- **AUFGABE**: Gib die folgenden Datenzeilen unverändert und vollständig wieder.

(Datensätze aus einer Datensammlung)

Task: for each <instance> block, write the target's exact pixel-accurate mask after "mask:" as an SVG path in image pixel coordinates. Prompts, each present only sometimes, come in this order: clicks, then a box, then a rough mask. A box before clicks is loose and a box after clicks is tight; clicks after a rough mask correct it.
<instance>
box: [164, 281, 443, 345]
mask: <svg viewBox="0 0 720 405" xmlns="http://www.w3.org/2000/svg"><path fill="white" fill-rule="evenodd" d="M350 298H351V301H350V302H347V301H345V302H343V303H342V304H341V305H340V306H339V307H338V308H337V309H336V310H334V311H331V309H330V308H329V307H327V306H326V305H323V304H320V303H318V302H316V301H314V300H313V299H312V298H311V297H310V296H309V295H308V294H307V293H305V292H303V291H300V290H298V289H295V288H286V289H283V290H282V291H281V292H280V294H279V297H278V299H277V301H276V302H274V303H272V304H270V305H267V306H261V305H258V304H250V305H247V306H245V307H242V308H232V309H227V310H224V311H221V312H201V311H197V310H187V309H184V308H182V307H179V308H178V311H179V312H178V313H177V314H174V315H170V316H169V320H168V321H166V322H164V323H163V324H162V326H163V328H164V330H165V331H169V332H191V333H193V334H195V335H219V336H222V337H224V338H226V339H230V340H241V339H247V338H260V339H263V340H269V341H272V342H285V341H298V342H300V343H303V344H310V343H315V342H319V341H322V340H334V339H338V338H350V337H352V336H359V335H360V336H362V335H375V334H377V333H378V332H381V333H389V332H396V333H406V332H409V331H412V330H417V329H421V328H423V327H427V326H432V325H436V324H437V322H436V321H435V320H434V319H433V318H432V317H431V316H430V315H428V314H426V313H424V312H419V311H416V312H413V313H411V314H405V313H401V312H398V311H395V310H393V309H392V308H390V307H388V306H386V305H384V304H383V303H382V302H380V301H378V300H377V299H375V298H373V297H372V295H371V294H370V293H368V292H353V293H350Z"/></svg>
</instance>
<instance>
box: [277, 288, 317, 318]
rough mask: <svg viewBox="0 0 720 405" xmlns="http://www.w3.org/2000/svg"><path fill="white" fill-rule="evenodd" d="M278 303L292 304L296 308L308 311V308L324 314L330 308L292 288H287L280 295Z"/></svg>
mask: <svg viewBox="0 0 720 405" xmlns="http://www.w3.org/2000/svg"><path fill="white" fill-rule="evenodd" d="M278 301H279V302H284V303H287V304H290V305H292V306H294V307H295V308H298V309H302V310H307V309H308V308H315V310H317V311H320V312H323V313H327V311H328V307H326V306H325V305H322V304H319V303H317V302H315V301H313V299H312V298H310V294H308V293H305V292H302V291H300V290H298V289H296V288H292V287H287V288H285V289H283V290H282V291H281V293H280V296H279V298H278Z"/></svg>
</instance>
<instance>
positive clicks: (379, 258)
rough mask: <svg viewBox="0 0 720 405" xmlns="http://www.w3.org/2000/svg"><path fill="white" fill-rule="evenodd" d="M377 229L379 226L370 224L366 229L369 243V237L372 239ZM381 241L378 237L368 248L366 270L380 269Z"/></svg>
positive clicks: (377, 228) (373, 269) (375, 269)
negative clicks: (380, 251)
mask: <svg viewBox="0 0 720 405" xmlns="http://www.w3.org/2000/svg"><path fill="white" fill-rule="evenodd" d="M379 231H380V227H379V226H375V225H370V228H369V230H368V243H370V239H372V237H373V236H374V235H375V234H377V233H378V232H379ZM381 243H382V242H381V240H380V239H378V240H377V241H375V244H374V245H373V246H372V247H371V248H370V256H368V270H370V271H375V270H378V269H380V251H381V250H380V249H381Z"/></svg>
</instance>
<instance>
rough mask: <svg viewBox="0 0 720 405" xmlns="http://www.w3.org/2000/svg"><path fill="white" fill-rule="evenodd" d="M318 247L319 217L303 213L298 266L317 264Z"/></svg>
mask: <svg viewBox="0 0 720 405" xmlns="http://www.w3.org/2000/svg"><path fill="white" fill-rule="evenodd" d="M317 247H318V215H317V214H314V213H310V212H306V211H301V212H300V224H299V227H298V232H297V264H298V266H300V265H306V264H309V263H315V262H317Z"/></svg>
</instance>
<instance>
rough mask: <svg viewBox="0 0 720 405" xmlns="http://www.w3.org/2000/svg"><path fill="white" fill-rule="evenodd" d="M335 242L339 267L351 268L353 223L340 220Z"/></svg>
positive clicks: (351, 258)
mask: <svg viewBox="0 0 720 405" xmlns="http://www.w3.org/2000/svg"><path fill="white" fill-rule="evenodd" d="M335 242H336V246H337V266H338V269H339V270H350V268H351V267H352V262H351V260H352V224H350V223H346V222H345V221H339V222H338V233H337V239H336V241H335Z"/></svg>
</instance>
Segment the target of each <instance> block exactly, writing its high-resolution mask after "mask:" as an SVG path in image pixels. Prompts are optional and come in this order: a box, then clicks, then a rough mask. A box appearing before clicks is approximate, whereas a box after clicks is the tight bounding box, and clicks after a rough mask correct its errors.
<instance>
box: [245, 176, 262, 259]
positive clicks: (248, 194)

- **AUSGABE**:
Task: for each <instance> block, write the target's exact pixel-accurate mask after "mask:" as an SVG path in image pixel coordinates. Prompts, each present only sometimes, come in this order: clicks, then a box, then a rough mask. A box before clicks is loose and a box after clicks is tight; clicks after a rough mask correct it.
<instance>
box: [164, 281, 443, 345]
mask: <svg viewBox="0 0 720 405" xmlns="http://www.w3.org/2000/svg"><path fill="white" fill-rule="evenodd" d="M350 298H351V301H350V302H347V301H345V302H343V303H342V304H341V305H340V306H339V307H338V308H337V309H336V310H334V311H331V309H330V308H329V307H327V306H326V305H323V304H320V303H318V302H316V301H314V300H313V299H312V298H311V297H310V296H309V295H308V294H307V293H305V292H303V291H300V290H298V289H295V288H286V289H283V290H282V291H281V292H280V294H279V297H278V299H277V301H276V302H274V303H272V304H270V305H267V306H261V305H258V304H250V305H247V306H245V307H242V308H232V309H227V310H224V311H221V312H201V311H197V310H187V309H184V308H182V307H179V308H178V311H179V312H178V313H177V314H174V315H170V316H169V320H168V321H166V322H164V323H163V324H162V326H163V328H164V330H165V331H169V332H191V333H193V334H195V335H219V336H222V337H224V338H226V339H230V340H241V339H247V338H260V339H263V340H269V341H272V342H285V341H298V342H300V343H303V344H310V343H315V342H319V341H322V340H334V339H338V338H350V337H352V336H359V335H360V336H362V335H375V334H377V333H378V332H381V333H389V332H396V333H406V332H409V331H412V330H417V329H421V328H423V327H427V326H432V325H436V324H437V322H436V321H435V320H434V319H433V318H432V317H431V316H430V315H428V314H426V313H424V312H419V311H416V312H413V313H411V314H405V313H401V312H398V311H395V310H393V309H392V308H390V307H388V306H386V305H384V304H383V303H382V302H380V301H378V300H377V299H375V298H373V297H372V295H371V294H370V293H368V292H353V293H350Z"/></svg>
</instance>
<instance>
box: [277, 288, 317, 318]
rough mask: <svg viewBox="0 0 720 405" xmlns="http://www.w3.org/2000/svg"><path fill="white" fill-rule="evenodd" d="M278 303L292 304L296 308L308 311V308L324 314L330 308L292 288H287L280 295Z"/></svg>
mask: <svg viewBox="0 0 720 405" xmlns="http://www.w3.org/2000/svg"><path fill="white" fill-rule="evenodd" d="M278 301H279V302H284V303H287V304H290V305H292V306H294V307H295V308H298V309H302V310H307V309H308V308H315V310H317V311H320V312H323V313H327V311H328V307H326V306H325V305H322V304H319V303H317V302H315V301H313V299H312V298H310V294H308V293H305V292H302V291H300V290H298V289H296V288H292V287H287V288H285V289H283V290H282V291H281V293H280V296H279V298H278Z"/></svg>
</instance>
<instance>
positive clicks: (379, 258)
rough mask: <svg viewBox="0 0 720 405" xmlns="http://www.w3.org/2000/svg"><path fill="white" fill-rule="evenodd" d="M377 229L379 226L370 224L366 229L369 243V237L372 239ZM381 241L378 237L368 248L366 270L380 269Z"/></svg>
positive clicks: (377, 228) (373, 269) (375, 269)
negative clicks: (380, 251)
mask: <svg viewBox="0 0 720 405" xmlns="http://www.w3.org/2000/svg"><path fill="white" fill-rule="evenodd" d="M379 231H380V227H379V226H375V225H370V228H369V230H368V243H370V239H372V237H373V236H374V235H375V234H377V233H378V232H379ZM381 243H382V242H381V240H380V239H378V240H377V241H375V244H374V245H373V246H372V247H371V248H370V256H368V270H370V271H375V270H378V269H380V251H381V250H380V249H381Z"/></svg>
</instance>
<instance>
rough mask: <svg viewBox="0 0 720 405" xmlns="http://www.w3.org/2000/svg"><path fill="white" fill-rule="evenodd" d="M318 247L319 217L303 213L298 266L317 264Z"/></svg>
mask: <svg viewBox="0 0 720 405" xmlns="http://www.w3.org/2000/svg"><path fill="white" fill-rule="evenodd" d="M317 247H318V215H317V214H314V213H310V212H306V211H301V212H300V224H299V227H298V232H297V264H298V266H300V265H306V264H309V263H315V262H317Z"/></svg>
</instance>
<instance>
rough mask: <svg viewBox="0 0 720 405" xmlns="http://www.w3.org/2000/svg"><path fill="white" fill-rule="evenodd" d="M335 242L339 267L351 268L353 223L340 220Z"/></svg>
positive clicks: (351, 258)
mask: <svg viewBox="0 0 720 405" xmlns="http://www.w3.org/2000/svg"><path fill="white" fill-rule="evenodd" d="M335 242H336V246H337V266H338V269H339V270H350V268H351V267H352V262H351V260H352V224H350V223H346V222H345V221H339V222H338V233H337V239H336V241H335Z"/></svg>
</instance>
Segment the target of each <instance> block exactly, writing its high-resolution mask after "mask:" as an SVG path in image pixels. Prompts are optional and come in this order: a box, then clicks, then a rough mask. A box appearing before clicks is approximate, whereas a box after clicks is the tight bounding box, and clicks after a rough mask correct its errors.
<instance>
box: [245, 176, 262, 259]
positive clicks: (248, 194)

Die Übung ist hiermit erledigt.